→ Required work
Filter the entries for the word "below". Copy each line in which it occurs.

→ Input for this task
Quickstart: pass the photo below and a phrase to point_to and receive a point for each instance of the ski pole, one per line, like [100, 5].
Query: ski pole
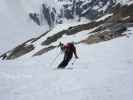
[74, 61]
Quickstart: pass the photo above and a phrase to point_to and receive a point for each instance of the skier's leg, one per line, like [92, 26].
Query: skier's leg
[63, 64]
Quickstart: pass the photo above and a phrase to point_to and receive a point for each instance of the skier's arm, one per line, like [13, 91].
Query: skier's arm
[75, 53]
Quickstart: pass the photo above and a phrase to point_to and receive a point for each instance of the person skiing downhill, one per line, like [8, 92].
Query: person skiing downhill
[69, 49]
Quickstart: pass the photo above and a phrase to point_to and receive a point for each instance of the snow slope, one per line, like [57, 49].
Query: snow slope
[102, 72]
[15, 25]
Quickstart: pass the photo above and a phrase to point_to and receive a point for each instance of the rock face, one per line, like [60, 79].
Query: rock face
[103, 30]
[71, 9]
* * *
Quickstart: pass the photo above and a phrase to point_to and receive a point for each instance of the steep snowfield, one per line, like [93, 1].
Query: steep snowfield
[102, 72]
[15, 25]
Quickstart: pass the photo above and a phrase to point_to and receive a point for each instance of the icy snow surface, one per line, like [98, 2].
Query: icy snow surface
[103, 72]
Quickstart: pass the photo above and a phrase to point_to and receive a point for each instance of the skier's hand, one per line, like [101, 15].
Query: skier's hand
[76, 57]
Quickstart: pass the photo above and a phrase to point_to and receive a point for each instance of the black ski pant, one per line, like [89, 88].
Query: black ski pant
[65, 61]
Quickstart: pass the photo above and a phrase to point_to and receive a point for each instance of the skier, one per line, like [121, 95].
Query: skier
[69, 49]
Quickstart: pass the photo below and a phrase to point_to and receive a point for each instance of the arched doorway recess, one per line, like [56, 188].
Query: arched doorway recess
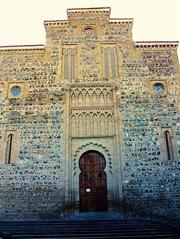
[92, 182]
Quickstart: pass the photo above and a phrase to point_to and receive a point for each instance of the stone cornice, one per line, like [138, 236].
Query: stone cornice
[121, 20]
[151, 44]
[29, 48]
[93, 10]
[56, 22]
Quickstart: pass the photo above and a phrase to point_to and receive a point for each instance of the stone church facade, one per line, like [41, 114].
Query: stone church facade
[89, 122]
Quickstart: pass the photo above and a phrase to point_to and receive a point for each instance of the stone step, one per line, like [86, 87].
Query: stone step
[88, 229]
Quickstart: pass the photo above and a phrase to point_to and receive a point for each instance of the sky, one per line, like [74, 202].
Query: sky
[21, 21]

→ Response box
Quickstart: pass the photo below and a phrase to point_to and receive a point for each instance of the ski pole, one per line, like [100, 5].
Quickstart: pass the photo below and a phrase to point_to and receive a point for each instance of the arched doorway recess, one per line, like [56, 188].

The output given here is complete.